PROBLEM TO WORK ON. What you return must be the full data, repeated verbatim, with no pictures in it.

-------

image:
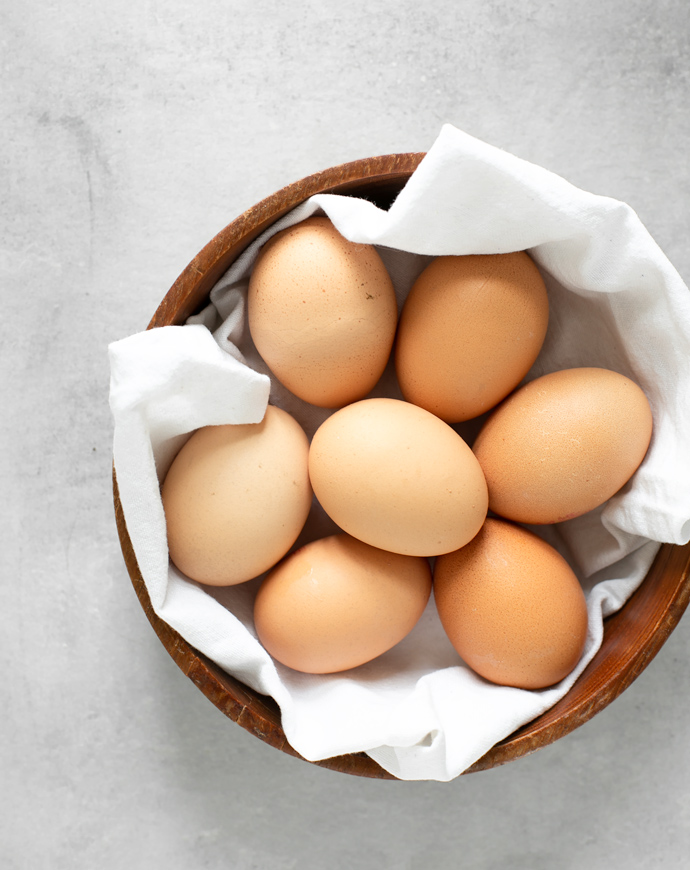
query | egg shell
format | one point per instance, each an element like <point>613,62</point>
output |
<point>322,313</point>
<point>236,498</point>
<point>563,444</point>
<point>470,330</point>
<point>397,477</point>
<point>512,607</point>
<point>337,603</point>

-------

ANSWER SPACE.
image:
query | egg shell
format | one point per instance, each an element like <point>613,62</point>
output |
<point>322,313</point>
<point>236,498</point>
<point>563,444</point>
<point>470,330</point>
<point>397,477</point>
<point>512,607</point>
<point>337,603</point>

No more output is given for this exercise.